Begin
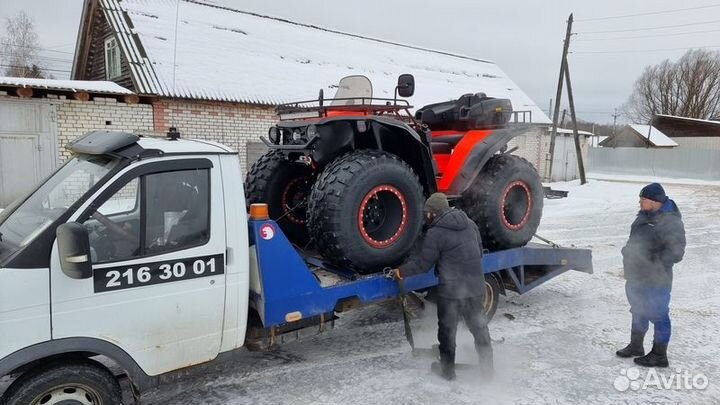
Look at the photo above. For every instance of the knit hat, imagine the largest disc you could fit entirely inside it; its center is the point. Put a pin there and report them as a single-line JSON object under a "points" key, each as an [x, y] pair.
End
Begin
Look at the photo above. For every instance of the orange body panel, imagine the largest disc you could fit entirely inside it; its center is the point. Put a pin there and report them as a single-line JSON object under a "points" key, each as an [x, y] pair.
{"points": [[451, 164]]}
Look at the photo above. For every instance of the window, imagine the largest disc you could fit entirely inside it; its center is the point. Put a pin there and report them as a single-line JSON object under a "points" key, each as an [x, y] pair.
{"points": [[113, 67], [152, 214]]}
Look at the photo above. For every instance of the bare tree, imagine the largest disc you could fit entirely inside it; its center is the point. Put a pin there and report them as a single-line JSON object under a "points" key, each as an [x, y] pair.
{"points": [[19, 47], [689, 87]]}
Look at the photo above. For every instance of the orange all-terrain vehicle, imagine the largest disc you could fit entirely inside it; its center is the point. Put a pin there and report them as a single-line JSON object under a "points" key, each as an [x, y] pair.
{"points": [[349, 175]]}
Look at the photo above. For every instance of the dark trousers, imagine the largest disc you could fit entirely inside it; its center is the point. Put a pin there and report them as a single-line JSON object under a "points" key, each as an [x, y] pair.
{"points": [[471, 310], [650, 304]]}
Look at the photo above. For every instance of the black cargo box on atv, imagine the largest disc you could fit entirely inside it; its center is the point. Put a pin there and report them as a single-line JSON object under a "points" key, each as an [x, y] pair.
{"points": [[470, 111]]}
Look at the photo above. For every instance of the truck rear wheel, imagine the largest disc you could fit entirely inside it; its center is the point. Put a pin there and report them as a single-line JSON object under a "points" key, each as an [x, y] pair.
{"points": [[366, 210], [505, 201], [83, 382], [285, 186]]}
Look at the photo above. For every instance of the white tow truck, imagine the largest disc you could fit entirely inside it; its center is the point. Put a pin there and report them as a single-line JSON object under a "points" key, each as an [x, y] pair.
End
## Problem
Give the lines above as a numbered list, starting with the line that contains "Look at the photo above. For every instance of the dark" and ending with the line that contains "Look at the photo above. For every instance of the white". Leave out any blank lines.

## Output for this exercise
1. Look at the photo above. For every instance of the dark trousers, imagine the largest disc you could fit entirely inside it; its center is the point. Put a pin there and report them as a single-line JSON object under a "points" key, each as an [x, y] pair.
2. {"points": [[471, 310], [650, 304]]}
3. Look at the photo above. For every instance of the black cargo box on atv, imagine the largest disc you could fit entirely inside it; its center is the point. Put a pin there and report them as a single-line JSON object under a "points" key, each as an [x, y] pair.
4. {"points": [[470, 111]]}
5. Look at the photo above. For every instance of the truck rear wheel, imagine the largest disc you could fit entirely inside it; its center is the point. Put a pin there and report them as a single-line JSON object under a "points" key, each as an [x, y] pair.
6. {"points": [[366, 210], [505, 201], [83, 382], [285, 186]]}
7. Look at the photo above. For every instance of the white tow truck, imagine the largest disc you could fit entirely inside it; its center is the point. Put a pin there and report them as a single-line JSON object under a "points" key, each as an [x, y] pair.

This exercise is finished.